*Extract*.
★ ★ ★ ★ ★ ★ ★

Wednesday, April 14, 2004

exorcise
I love how this weblog page is so neat and organized. The words so well groomed. Lovely complementary colors that I chose but don't know why. Fonts and links deliberated and orderly. Clean and shiny, albeit virus-laden misbehaving, glowing box.

No one can see how the page is slashed and cut-up and gouged, the words ripped and strewn, stained, wrinkled, and dripping. The holes betraying some other twilight zone dimension that you stand at the threshold and have second, third, fourth thoughts about wanting to go into, knowing you won't. I'm in there, watching you, knowing you won't.

Me and my sword and armor. Battle again? I never even wanted to win. I don't ever recall winning.

High school
They take you out and the light burns your eyes
To the talking room - it's no surprise
Loaded questions from clean white coats
Their eyes are all as hidden as their Hippocratic Oath
They tell you how to behave, behave as their guest
You want to resist them, you do your best
They take you to your limits, they take you beyond
For all that they are doing there's no way to respond
Hold on . . .
"Wallflower" - Peter Gabriel

I remember college; Luyen, I tried. All I could do was be there, and I tried to be whenever you needed and didn't let you walk away. And you were me. Where I had been. I was on the outside and I knew what you saw from the inside – that I was on the outside.

San Francisco? Remember Lake Merced and John Muir Drive? Josephine? Haha, of course not, how could I? Between the hallucinating and waking up in the back of that pickup truck and apparently face-diving into a patch of poison oak?

The doctor said it looked like poison oak contact dermatitis. He let it slide that I had no idea how it got all over my face and neck. If only hallucinogens were involved that night. There weren't. Just a bottle of sleeping pills and a bottle of gin. I never even got near the ocean. I couldn't even find it.

How I got home or avoided getting picked up by police is beyond me. I do remember scraps, though, shreds, all after the sky got light. Pissing buckets down an embankment by the police shooting range. I vaguely remember the hallucination when I was in the back of the pickup truck. It makes me laugh now, I don't know why. And I remember the feeling as clearly as if it were right now.

I'm not letting this pain in my head or this nausea go away. I found out how to maintain it. I want it for now. I went out again today. I was even at the ballpark again when Bonds hit his 661st homerun. I saw it go into the water. I'm making sure I get out every day. I know how to still look normal to other people. I still know how to make sure that things no one else knows stays things that no one else knows.

★ ★ ★ ★ ★ ★ ★

*Data shown*.
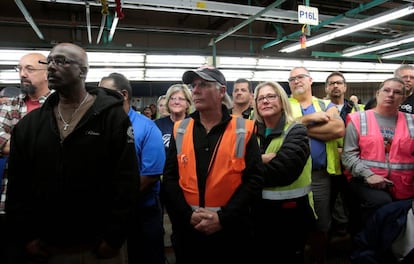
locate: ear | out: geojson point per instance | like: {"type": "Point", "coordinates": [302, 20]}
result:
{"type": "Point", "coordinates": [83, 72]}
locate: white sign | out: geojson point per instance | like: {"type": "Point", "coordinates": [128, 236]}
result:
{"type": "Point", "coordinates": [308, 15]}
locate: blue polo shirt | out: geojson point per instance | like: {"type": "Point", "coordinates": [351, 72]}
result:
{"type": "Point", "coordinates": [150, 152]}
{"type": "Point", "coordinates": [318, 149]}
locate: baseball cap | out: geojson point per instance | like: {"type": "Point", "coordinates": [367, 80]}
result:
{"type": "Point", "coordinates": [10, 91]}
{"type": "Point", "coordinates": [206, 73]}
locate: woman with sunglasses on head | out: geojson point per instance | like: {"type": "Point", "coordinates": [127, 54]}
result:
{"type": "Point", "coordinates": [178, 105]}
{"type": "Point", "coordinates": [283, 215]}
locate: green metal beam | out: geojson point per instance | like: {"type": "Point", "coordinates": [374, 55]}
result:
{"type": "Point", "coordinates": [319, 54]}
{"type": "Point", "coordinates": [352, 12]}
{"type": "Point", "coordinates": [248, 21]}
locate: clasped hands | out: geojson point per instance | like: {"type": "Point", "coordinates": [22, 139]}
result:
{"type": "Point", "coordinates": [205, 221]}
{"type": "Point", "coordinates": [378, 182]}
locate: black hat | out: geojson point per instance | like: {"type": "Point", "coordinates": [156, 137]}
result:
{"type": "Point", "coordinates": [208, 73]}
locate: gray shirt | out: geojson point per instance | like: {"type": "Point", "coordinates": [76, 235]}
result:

★ ★ ★ ★ ★ ★ ★

*Task goal*. Reproduce everything in the weblog entry above from "High school" down to "on the outside.", word for word.

*Task solution*.
High school
They take you out and the light burns your eyes
To the talking room - it's no surprise
Loaded questions from clean white coats
Their eyes are all as hidden as their Hippocratic Oath
They tell you how to behave, behave as their guest
You want to resist them, you do your best
They take you to your limits, they take you beyond
For all that they are doing there's no way to respond
Hold on . . .
"Wallflower" - Peter Gabriel

I remember college; Luyen, I tried. All I could do was be there, and I tried to be whenever you needed and didn't let you walk away. And you were me. Where I had been. I was on the outside and I knew what you saw from the inside – that I was on the outside.